*Source extract*:
|---|

How can that happen here? Max fsb size will be 64kB for the
foreseeable future, the bio can hold 256 pages so it will have a
minimum size capability of 1MB.

FWIW, as a general observation, I think this is the wrong place to
be checking that a filesystem block is larger than can be fit in a
single bio. There's going to be problems all over the place if we
can't do fsb sized IO in a single bio. i.e. I think this sort of
validation should be performed during filesystem mount, not
sporadically checked with WARN_ON() checks in random places in the
IO path...

> +
> +	bio = iomap_dio_alloc_bio(iter, dio, BIO_MAX_VECS,
> +				  REQ_OP_WRITE | REQ_SYNC | REQ_IDLE);
>  	fscrypt_set_bio_crypt_ctx(bio, inode, pos >> inode->i_blkbits,
>  				  GFP_KERNEL);
> +
>  	bio->bi_iter.bi_sector = iomap_sector(&iter->iomap, pos);
>  	bio->bi_private = dio;
>  	bio->bi_end_io = iomap_dio_bio_end_io;
>  
> -	__bio_add_page(bio, page, len, 0);
> +	while (len) {
> +		unsigned int io_len = min_t(unsigned int, len, PAGE_SIZE);
> +
> +		__bio_add_page(bio, page, io_len, 0);
> +		len -= io_len;
> +	}
>  	iomap_dio_submit_bio(iter, dio, bio, pos);

/me wonders if we should have a set of ZERO_FOLIO()s that contain a
folio of each possible size. Then we just pull the ZERO_FOLIO of the
correct size and use __bio_add_folio(). i.e. no need for
looping over the bio to repeatedly add the ZERO_PAGE, etc, and the
code is then identical for all cases of page size vs FSB size.

|---|

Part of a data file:
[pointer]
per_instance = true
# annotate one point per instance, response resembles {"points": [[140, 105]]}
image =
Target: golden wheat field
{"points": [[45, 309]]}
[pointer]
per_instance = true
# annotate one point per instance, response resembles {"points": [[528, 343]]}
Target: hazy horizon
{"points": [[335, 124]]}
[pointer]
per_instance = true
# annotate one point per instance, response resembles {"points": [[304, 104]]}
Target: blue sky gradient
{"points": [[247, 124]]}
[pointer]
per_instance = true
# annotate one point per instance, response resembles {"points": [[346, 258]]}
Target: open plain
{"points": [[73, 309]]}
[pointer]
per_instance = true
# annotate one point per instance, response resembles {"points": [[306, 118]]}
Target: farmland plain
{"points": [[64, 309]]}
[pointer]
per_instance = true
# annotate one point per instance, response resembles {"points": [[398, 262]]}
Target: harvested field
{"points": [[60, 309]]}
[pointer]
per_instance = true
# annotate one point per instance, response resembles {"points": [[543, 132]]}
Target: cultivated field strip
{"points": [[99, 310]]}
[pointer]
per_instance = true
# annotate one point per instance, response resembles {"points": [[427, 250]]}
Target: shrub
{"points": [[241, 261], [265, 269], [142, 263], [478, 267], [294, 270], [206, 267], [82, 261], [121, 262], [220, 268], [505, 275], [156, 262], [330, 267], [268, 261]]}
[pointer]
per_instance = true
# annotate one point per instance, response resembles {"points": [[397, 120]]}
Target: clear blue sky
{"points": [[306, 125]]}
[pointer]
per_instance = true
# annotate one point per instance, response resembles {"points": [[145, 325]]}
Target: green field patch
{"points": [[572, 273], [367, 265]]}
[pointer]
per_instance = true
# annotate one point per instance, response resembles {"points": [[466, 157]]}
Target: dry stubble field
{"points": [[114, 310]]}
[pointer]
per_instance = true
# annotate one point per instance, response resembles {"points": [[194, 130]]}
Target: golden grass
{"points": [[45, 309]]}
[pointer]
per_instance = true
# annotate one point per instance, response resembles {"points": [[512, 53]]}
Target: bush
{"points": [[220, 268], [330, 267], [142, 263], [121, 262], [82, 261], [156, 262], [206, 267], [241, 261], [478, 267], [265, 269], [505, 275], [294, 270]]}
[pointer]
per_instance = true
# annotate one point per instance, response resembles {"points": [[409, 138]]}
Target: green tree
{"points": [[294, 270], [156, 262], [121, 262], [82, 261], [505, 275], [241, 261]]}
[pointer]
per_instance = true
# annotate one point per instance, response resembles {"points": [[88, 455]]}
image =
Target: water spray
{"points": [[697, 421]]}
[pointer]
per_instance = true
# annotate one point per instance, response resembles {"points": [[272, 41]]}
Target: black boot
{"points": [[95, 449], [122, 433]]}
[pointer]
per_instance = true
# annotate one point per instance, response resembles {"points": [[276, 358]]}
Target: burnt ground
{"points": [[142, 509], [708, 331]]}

|---|

*Given task A*:
Answer these questions using the kernel review message:
(i) What maximum fsb size does the writer give?
(ii) When does the writer think block-size validation should be performed?
(iii) Which function would be used with a ZERO_FOLIO of the correct size?
*Given task B*: Translate this sentence from the kernel review message into Spanish: "There's going to be problems all over the place if we can't do fsb sized IO in a single bio."
*Given task C*: Write the next part of the kernel review message, picking up after its last sentence.

*Written response A*:
(i) 64kB
(ii) During filesystem mount
(iii) __bio_add_folio()

*Written response B*: Va a haber problemas por todas partes si no podemos hacer E/S del tamaño de un fsb en un solo bio.

*Written response C*:
-Dave.
Luis Chamberlain Oct. 26, 2023, 11:20 p.m. UTC | #2
On Thu, Oct 26, 2023 at 04:08:32PM +0200, Pankaj Raghav wrote:
> From: Pankaj Raghav <p.raghav@samsung.com>
> 
> iomap_dio_zero() will pad a fs block with zeroes if the direct IO size
> < fs block size. iomap_dio_zero() has an implicit assumption that fs block
> size < page_size. This is true for most filesystems at the moment.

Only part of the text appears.